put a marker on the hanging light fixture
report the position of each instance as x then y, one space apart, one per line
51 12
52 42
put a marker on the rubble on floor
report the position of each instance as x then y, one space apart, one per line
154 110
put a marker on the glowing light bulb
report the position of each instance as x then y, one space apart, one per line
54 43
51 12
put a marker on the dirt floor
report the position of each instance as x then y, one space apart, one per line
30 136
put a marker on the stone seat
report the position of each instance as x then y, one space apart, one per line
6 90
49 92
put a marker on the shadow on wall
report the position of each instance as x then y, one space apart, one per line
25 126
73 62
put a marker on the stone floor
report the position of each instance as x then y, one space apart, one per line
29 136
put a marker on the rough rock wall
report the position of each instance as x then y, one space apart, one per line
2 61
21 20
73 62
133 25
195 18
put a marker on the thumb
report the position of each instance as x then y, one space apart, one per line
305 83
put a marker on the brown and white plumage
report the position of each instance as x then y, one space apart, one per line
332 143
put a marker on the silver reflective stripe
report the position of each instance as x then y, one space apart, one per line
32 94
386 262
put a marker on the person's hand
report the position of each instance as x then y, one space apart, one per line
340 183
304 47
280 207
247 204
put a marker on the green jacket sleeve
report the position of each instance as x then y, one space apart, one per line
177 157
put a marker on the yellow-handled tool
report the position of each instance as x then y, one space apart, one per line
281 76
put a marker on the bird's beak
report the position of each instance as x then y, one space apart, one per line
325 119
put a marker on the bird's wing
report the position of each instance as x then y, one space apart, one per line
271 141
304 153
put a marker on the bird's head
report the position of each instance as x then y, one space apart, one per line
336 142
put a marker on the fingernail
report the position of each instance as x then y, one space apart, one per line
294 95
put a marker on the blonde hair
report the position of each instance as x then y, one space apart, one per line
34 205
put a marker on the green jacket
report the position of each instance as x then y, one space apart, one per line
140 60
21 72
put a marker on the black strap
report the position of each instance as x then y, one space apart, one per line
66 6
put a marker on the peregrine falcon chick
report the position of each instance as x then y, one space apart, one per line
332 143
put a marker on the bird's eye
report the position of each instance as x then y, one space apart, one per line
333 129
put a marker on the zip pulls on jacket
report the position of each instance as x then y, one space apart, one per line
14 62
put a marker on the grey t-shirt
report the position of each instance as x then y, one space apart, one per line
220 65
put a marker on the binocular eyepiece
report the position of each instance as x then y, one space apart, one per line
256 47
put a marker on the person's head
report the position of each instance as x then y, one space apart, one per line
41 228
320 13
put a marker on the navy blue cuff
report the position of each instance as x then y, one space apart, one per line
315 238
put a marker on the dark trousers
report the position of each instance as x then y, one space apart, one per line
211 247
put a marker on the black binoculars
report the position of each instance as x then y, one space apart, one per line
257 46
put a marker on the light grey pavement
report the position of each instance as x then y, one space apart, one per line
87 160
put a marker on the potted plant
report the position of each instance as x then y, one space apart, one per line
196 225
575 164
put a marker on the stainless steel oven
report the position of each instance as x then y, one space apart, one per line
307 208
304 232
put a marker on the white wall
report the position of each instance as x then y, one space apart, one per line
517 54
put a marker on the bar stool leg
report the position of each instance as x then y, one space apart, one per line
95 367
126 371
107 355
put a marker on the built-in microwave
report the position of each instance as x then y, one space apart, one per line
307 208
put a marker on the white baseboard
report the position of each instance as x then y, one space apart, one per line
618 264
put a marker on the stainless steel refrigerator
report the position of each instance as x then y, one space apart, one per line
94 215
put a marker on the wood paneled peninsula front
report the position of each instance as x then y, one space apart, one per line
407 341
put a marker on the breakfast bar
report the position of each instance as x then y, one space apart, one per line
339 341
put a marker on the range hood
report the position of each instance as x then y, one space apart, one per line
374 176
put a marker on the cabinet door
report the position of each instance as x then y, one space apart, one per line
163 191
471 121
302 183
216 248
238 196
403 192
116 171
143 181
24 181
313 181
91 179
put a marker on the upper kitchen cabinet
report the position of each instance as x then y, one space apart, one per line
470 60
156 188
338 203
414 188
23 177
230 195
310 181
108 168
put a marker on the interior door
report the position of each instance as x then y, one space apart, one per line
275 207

§ **Exercise instructions**:
Copy out all of the records above with nothing altered.

§ **Response to the task**:
put a marker on the hanging light fixture
report the position of each instance as x then y, one space apart, one per line
51 12
52 42
put a marker on the rubble on floor
report the position of each instance as x then y, one space apart, one per line
154 110
put a marker on the glowing light bulb
report the position of each instance as x then y, one space apart, one per line
54 43
51 12
put a marker on the dirt floor
report the position of each instance as x then y, one space apart, one per line
30 136
put a marker on the stone seat
report the position of each instance as x then y, one space apart, one per line
6 90
49 92
put a marker on the shadow on wall
report the position of each instance as x then y, one space apart, one per line
25 126
73 62
put a marker on the stone floor
report the position of each instance as x then y, one space apart, one per line
29 136
put a marker on the rough rock wall
report the position of each instance as x then y, one space apart, one per line
2 61
21 20
73 62
133 25
195 18
put a marker on the thumb
report the position of each instance as x then y, one space apart, one per line
305 83
put a marker on the brown and white plumage
report the position of each instance as x then y, one space apart, one per line
332 143
put a marker on the silver reflective stripe
report the position of each instance as x then y, one space apart, one per line
32 94
386 262
put a marker on the person's hand
report the position of each instance as x then y, one space apart, one per line
340 183
304 47
280 207
247 204
put a marker on the green jacket sleeve
report the position of each instance as x then y, one space apart, one per line
177 157
put a marker on the yellow-handled tool
report the position of each instance as x then y, one space apart, one per line
281 76
put a marker on the bird's beak
report the position of each instance as x then y, one space apart, one per line
325 119
put a marker on the bird's wing
report the position of each instance as x then y, one space apart, one per line
271 141
304 153
put a marker on the bird's head
report the position of each instance as x then y, one space apart, one per line
336 142
put a marker on the fingernail
report the position of each instance as x then y, one space apart, one per line
294 95
put a marker on the blonde hair
report the position of each instance as x then y, one space apart, one per line
34 205
put a marker on the green jacket
report the position of each instance as x then y, one space apart, one per line
140 60
21 72
put a marker on the black strap
report the position of each instance as x then y, one space apart, one per line
66 6
put a marker on the peregrine falcon chick
report the position of each instance as x then y, one space apart, one per line
332 143
put a marker on the bird's eye
report the position of each instance as x then y, one space apart, one per line
333 129
put a marker on the zip pulls on jacket
report the position of each instance as x then y, one space apart, one per line
14 62
put a marker on the grey t-shirt
report the position of each instance as x then y, one space apart, one per line
220 65
put a marker on the binocular eyepiece
report the position of each instance as x then y, one space apart, one per line
256 47
put a marker on the person's head
report the position of each instance as x then y, one space apart, one per line
41 228
320 13
put a marker on the navy blue cuff
report the position of each instance as x then y, one space apart, one per line
315 238
put a marker on the dark trousers
report the position of each instance as x then y, one space apart, one per line
211 247
put a marker on the black binoculars
report the position of each instance as x then y, one space apart, one per line
257 46
put a marker on the light grey pavement
report the position of each instance as x then y, one space apart, one per line
87 160
put a marker on the potted plant
report the position of each instance as x then y, one space apart, one per line
196 225
575 164
put a marker on the stainless steel oven
report the position of each instance as x then y, one space apart, one per line
307 208
304 232
put a marker on the white wall
report the position of each instance as x then y, one space apart, one per line
517 54
put a marker on the bar stool leg
report the position of each instance as x then y, one space apart, one per line
95 367
126 371
107 355
put a marker on the built-in microwave
report the position of each instance as x then y, one space apart, one per line
307 208
put a marker on the white baseboard
report the position of each instance as x then y, one space apart, one per line
618 264
put a marker on the stainless steel refrigerator
report the position of each instance as x then y, one space apart, one per line
94 215
put a marker on the wood paneled peninsula front
report the position of each instance as x then y, one space apart, one per line
407 341
put a marker on the breakfast bar
report the position of each instance as x then y, one space apart, one per line
339 341
put a marker on the range hood
report the position of each instance as x then y, one space apart, one per line
374 176
put a marker on the cabinet door
report the position of each instance as x then y, one space apart, one per line
163 191
471 121
302 183
216 248
238 196
403 192
116 171
143 181
24 181
313 181
91 179
put a marker on the upper kitchen cabinet
report the position of each instance as x then y, one space apart, one per line
470 60
156 188
338 203
414 188
23 177
230 195
310 181
108 168
put a marker on the interior door
report the position of each instance as x then y, one space apart, one per line
275 207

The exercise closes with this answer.